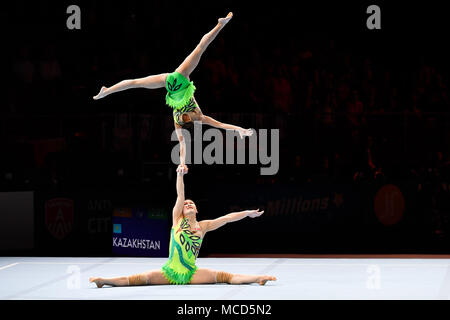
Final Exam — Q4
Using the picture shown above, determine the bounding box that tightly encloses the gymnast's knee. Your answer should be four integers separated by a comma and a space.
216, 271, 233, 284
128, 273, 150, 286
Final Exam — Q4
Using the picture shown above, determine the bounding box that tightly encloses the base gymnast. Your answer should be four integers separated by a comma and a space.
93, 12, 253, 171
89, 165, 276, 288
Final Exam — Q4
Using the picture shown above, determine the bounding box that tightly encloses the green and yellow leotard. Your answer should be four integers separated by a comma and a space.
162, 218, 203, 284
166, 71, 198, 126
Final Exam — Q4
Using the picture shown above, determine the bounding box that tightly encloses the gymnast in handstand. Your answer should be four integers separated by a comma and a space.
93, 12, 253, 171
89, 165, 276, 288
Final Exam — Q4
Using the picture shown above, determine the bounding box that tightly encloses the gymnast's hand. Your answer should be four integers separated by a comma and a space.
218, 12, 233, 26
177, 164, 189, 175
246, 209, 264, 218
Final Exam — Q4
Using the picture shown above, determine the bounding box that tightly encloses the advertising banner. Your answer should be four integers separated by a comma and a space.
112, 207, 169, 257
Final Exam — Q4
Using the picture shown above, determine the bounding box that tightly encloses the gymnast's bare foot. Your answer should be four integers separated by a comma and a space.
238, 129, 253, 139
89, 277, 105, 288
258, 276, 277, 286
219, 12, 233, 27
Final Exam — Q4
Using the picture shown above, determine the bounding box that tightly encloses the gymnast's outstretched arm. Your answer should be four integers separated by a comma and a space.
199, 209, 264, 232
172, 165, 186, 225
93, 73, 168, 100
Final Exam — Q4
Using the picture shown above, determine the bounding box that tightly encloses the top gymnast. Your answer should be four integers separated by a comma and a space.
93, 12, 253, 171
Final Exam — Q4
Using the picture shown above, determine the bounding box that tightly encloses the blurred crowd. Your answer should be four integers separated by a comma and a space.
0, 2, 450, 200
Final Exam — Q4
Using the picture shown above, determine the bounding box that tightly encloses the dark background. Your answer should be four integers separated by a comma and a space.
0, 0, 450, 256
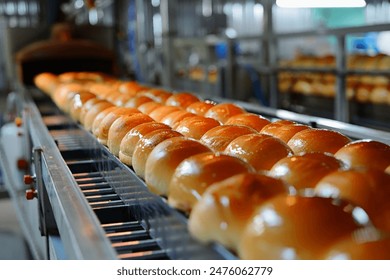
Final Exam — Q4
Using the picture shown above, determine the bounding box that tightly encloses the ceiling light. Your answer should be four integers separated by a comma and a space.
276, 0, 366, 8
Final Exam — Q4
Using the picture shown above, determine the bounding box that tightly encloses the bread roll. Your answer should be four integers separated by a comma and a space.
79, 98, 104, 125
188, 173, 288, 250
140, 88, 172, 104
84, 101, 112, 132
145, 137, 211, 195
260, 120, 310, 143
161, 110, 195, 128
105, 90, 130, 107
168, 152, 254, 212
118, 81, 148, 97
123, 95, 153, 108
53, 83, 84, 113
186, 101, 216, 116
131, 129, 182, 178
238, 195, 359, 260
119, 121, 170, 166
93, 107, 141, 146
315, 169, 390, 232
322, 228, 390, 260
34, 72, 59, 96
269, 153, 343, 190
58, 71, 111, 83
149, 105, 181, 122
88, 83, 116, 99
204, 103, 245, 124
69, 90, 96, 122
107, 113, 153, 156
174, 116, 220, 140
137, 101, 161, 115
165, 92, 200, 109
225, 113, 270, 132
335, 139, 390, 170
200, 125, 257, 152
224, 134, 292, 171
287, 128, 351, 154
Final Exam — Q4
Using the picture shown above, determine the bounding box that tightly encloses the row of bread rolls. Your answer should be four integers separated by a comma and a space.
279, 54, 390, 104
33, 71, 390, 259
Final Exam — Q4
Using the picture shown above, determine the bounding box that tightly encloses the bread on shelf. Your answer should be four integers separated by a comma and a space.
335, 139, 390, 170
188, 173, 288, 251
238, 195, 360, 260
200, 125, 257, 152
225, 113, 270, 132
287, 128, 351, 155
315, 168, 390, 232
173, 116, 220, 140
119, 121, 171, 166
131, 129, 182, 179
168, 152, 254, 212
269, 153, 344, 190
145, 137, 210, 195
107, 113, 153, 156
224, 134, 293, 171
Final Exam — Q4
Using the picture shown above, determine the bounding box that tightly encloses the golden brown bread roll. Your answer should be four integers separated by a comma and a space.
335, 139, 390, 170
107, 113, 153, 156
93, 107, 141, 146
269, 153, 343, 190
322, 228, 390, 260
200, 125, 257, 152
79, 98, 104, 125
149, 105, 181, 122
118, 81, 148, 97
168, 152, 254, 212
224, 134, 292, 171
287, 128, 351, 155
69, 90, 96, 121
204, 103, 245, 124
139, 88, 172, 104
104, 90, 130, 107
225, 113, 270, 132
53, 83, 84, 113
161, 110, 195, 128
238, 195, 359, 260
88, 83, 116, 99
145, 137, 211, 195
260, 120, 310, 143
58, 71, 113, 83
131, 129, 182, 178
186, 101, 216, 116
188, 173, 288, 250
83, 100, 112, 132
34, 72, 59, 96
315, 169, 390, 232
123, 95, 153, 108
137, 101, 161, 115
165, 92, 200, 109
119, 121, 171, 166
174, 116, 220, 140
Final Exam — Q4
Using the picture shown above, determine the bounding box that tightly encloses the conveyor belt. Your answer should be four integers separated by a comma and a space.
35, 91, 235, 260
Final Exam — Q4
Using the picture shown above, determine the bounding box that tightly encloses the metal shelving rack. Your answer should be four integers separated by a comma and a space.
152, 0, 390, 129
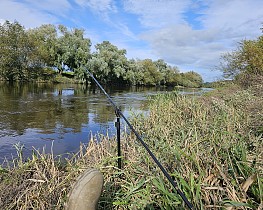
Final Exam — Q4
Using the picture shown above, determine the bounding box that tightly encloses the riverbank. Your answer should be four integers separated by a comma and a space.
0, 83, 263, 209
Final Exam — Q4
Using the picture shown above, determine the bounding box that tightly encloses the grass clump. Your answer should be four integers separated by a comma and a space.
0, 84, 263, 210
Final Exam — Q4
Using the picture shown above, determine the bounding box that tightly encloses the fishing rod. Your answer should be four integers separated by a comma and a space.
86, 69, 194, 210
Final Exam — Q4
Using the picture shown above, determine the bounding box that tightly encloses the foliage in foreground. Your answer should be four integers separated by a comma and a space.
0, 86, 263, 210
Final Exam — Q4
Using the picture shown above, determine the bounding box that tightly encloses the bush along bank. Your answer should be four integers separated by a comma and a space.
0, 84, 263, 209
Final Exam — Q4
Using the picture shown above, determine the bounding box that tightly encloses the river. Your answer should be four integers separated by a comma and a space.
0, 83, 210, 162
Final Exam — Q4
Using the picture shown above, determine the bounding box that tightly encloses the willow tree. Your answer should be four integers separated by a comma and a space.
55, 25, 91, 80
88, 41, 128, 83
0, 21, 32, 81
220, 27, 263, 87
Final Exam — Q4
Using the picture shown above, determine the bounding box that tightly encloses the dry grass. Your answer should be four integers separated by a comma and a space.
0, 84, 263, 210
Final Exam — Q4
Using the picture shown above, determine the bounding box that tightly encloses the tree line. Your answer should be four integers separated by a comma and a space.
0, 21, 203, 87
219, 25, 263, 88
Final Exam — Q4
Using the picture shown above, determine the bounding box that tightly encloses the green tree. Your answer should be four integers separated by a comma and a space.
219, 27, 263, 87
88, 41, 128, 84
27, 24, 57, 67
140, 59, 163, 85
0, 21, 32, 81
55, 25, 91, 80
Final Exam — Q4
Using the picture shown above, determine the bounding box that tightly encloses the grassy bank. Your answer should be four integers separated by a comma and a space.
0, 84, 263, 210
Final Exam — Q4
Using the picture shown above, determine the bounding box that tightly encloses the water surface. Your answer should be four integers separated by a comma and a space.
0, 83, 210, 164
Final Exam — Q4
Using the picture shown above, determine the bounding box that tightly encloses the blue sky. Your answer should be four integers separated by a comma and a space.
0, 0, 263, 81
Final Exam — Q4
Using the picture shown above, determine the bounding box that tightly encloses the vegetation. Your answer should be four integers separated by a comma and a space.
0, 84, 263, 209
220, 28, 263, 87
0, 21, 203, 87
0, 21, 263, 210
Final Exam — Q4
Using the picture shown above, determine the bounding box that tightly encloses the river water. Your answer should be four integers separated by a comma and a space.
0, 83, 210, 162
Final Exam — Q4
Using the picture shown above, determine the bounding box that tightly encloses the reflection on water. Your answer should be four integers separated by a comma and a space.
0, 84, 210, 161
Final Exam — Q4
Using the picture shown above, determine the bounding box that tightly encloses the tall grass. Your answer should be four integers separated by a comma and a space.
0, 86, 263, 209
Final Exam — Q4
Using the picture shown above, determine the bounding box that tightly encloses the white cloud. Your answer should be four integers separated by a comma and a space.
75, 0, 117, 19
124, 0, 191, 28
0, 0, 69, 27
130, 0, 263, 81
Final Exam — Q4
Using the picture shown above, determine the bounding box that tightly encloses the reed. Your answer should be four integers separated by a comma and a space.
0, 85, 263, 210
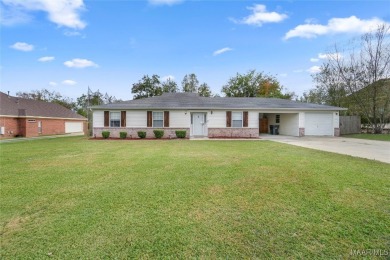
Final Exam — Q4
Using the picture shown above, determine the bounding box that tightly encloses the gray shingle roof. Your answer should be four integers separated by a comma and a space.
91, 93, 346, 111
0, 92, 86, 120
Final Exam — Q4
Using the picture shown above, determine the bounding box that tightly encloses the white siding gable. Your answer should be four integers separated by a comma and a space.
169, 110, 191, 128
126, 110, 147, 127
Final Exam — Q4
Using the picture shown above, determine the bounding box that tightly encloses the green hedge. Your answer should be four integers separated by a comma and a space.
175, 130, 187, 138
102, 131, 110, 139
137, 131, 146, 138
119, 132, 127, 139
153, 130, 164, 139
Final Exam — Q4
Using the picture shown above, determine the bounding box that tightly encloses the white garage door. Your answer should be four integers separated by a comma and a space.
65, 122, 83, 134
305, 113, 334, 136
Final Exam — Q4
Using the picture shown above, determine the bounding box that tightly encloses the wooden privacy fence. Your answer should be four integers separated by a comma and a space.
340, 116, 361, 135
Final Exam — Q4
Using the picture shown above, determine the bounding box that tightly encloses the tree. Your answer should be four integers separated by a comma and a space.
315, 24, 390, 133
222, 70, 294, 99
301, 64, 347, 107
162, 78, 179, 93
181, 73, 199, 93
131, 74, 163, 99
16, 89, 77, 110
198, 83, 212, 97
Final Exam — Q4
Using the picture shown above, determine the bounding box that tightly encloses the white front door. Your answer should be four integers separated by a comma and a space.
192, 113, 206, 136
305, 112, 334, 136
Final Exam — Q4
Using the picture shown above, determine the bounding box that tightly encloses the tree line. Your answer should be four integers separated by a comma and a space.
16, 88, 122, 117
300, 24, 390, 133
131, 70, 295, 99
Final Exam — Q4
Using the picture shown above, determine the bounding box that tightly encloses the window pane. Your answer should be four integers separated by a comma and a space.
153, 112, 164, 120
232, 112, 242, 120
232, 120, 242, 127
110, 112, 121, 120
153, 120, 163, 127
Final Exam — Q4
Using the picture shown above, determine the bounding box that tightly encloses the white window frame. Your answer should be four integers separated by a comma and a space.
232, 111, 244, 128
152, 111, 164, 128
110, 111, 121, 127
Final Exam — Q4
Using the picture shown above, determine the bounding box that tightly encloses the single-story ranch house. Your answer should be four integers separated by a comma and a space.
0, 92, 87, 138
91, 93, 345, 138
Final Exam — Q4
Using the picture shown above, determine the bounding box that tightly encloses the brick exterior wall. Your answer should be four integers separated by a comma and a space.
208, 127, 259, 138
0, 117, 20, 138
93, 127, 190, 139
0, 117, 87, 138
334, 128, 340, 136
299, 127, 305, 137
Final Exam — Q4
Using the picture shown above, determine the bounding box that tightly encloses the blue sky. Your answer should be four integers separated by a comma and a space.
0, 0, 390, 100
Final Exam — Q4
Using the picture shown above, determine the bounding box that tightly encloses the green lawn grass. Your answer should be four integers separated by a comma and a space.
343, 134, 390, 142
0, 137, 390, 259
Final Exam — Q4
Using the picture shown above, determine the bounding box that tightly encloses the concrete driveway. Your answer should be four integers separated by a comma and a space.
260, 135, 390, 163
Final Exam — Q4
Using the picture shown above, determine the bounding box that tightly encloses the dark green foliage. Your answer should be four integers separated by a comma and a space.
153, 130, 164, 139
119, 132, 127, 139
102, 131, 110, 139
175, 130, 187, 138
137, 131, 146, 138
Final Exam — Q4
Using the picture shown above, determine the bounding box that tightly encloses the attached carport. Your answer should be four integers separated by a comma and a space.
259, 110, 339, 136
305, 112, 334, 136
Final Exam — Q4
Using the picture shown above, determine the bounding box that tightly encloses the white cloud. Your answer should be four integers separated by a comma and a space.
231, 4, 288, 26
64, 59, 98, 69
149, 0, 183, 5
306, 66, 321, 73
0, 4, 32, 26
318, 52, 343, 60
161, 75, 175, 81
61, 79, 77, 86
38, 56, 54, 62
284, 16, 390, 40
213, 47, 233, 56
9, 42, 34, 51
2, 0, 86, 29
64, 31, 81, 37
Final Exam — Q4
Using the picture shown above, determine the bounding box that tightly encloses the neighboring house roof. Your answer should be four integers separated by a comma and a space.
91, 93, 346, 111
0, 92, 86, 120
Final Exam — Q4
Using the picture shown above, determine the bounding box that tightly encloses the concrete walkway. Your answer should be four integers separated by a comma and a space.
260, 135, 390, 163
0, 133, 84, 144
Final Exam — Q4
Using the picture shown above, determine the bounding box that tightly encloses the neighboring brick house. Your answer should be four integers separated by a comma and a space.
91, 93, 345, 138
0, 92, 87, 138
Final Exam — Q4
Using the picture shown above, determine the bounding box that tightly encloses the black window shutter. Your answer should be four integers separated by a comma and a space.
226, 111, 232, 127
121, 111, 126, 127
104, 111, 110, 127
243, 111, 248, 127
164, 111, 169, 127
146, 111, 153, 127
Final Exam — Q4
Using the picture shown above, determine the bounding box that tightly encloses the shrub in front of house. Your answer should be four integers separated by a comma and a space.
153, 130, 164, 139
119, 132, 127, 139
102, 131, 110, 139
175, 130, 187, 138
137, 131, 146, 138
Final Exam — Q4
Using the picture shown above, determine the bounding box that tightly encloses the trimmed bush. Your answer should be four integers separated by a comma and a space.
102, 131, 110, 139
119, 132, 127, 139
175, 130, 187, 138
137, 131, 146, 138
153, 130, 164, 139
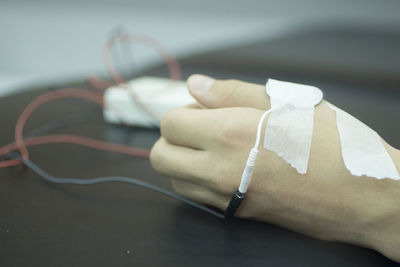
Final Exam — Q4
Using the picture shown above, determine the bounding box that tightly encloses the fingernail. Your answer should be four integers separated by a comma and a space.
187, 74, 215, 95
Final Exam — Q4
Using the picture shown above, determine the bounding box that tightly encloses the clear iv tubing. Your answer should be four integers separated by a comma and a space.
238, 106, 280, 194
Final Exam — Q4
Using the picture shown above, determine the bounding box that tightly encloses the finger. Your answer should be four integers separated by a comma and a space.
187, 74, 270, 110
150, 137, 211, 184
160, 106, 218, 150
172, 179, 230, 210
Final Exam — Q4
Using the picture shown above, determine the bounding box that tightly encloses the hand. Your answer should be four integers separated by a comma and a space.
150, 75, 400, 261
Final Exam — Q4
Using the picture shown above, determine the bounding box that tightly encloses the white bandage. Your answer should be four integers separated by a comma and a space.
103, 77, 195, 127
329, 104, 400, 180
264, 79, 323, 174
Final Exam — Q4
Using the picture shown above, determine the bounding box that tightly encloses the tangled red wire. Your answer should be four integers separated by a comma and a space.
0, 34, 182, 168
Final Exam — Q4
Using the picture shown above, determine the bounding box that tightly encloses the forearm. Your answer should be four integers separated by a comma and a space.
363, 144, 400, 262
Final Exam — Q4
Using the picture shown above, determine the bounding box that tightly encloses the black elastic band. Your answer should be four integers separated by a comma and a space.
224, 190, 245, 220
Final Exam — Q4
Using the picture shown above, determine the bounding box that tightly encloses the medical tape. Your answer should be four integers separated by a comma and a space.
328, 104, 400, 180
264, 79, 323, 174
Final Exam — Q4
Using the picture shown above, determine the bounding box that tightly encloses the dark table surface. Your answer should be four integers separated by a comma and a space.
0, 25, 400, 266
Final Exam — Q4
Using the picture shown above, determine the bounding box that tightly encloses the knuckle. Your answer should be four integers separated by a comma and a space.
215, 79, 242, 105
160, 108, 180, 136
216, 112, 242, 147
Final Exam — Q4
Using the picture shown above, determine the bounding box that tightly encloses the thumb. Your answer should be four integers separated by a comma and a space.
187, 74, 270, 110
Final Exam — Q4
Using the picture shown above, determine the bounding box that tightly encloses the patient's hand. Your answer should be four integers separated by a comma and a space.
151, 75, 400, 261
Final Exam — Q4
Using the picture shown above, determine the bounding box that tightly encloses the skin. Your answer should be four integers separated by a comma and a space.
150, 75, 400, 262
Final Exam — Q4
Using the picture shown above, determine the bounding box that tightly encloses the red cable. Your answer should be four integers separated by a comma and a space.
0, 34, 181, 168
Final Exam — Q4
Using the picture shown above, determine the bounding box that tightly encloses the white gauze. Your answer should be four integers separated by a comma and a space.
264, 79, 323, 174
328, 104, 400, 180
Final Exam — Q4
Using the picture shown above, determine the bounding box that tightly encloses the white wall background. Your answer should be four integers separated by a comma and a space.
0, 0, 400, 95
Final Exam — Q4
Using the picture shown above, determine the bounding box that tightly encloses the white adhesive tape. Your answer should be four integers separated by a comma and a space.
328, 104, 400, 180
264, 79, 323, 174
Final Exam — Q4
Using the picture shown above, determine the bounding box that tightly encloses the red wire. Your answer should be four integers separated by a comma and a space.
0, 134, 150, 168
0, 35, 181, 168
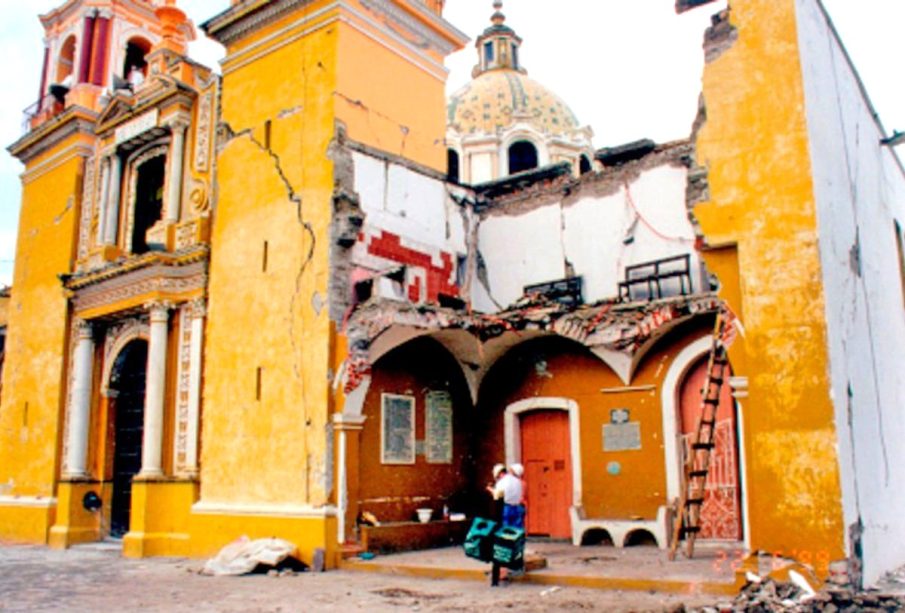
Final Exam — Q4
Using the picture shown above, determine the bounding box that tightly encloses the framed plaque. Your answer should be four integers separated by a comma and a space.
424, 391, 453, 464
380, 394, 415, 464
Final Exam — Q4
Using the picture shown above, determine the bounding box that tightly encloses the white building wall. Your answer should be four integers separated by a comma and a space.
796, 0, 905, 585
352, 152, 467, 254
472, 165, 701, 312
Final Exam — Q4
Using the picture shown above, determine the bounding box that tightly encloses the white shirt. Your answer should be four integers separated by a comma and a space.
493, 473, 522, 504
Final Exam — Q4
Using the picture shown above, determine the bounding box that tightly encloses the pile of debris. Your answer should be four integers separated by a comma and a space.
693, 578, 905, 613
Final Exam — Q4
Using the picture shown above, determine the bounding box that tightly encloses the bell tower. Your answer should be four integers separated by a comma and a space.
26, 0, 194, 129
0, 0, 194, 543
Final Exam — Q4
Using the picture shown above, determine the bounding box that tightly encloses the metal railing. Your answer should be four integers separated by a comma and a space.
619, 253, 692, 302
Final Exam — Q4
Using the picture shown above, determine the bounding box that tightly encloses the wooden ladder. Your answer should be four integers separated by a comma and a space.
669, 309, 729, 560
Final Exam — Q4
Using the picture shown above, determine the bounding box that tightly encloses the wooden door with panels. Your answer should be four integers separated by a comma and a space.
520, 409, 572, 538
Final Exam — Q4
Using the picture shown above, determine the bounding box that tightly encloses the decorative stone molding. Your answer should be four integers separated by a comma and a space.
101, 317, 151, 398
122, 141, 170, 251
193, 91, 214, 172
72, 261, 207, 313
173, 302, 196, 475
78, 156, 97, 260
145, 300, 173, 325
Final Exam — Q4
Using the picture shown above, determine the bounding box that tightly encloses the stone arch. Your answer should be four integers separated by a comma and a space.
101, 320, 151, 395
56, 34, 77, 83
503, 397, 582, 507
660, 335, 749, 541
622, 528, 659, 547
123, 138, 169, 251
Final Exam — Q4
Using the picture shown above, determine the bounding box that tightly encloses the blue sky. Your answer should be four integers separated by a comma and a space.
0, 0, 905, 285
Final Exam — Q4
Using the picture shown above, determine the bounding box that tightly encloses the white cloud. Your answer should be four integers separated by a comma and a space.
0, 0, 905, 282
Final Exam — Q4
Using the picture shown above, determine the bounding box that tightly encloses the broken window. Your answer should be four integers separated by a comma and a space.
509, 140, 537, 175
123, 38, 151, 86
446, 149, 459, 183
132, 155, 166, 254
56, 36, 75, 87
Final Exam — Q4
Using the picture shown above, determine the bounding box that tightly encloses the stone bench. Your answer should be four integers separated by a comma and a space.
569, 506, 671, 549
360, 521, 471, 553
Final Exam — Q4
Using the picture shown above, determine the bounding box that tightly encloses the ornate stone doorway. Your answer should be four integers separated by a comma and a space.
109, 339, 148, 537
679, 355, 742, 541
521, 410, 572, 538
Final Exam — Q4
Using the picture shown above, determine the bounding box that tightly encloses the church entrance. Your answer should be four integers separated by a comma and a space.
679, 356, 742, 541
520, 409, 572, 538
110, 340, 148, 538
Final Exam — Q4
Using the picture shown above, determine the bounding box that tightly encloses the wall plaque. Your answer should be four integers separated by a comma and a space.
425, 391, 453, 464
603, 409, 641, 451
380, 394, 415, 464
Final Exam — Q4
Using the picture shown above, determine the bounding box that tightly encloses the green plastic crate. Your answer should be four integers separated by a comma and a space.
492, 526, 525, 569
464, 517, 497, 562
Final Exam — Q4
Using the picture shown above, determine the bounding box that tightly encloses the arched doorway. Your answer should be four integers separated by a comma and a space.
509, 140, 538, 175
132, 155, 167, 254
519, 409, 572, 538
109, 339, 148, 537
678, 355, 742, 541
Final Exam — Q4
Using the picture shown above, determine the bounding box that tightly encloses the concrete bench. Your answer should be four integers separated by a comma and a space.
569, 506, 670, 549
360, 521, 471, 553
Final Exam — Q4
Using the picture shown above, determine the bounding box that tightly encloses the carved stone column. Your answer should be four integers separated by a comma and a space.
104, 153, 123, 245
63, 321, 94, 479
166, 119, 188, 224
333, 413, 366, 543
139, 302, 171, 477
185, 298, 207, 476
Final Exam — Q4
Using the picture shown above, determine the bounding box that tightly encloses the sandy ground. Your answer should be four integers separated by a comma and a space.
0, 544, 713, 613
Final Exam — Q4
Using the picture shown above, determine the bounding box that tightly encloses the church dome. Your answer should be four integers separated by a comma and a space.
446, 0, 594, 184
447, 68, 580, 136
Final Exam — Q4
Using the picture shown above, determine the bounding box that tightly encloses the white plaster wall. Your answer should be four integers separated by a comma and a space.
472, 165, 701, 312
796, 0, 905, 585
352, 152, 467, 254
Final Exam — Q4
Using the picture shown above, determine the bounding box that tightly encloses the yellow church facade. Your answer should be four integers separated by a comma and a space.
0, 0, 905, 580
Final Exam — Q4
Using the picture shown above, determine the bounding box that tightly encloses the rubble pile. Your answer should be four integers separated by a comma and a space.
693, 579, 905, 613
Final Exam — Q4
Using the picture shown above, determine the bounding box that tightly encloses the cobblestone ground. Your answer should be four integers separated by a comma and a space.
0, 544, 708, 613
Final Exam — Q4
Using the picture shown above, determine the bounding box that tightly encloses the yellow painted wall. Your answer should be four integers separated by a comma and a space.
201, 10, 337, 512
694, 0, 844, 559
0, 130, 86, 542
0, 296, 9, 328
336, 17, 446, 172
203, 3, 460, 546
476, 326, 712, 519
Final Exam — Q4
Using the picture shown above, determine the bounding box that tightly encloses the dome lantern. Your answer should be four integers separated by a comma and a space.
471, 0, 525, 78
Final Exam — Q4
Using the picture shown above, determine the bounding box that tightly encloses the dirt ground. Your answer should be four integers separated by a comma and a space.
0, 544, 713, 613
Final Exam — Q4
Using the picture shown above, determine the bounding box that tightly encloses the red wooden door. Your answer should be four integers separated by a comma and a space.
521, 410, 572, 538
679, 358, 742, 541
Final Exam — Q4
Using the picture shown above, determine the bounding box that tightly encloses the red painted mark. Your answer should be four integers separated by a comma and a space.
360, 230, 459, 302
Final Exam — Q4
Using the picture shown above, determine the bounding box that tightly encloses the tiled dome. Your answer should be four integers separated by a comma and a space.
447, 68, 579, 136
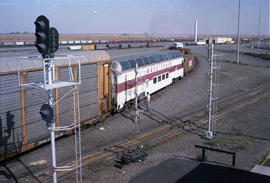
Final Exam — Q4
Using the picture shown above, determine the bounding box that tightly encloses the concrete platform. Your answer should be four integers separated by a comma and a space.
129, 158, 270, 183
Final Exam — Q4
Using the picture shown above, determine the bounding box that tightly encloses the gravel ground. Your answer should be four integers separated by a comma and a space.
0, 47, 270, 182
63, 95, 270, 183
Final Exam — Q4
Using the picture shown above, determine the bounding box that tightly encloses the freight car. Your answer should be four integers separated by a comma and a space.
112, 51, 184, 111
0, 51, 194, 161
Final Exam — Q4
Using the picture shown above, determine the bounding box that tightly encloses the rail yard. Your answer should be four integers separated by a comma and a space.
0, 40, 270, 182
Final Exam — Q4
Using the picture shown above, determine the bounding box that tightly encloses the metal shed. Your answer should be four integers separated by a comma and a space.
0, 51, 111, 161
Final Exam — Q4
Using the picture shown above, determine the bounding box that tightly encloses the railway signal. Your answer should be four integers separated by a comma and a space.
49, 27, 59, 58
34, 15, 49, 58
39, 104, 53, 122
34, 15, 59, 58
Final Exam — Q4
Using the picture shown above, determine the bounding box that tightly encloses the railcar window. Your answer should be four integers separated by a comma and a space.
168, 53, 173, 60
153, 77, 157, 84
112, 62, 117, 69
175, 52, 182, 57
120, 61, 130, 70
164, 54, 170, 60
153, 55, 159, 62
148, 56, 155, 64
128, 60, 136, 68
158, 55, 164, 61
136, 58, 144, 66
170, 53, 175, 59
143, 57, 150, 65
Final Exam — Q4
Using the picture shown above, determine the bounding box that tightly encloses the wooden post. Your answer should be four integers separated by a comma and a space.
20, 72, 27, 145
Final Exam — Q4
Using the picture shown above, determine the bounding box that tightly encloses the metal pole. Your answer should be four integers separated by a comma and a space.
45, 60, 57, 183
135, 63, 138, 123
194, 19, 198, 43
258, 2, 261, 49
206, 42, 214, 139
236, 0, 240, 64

....................

Collect every line in the entries that contains the word "water" and copy each one in full.

Using the picture shown above, determine the bounding box that tightly encloses the water surface. Your answer should be four integers separated by a comma and a space.
Using the picture shown above, determine the bounding box that tightly encloses the river water. Your answer should be four integers separated by a comma and a space.
Using the picture shown above, determine the bounding box that tightly encloses the reflection on water. Your answer should be four integers separated by a comma and a space.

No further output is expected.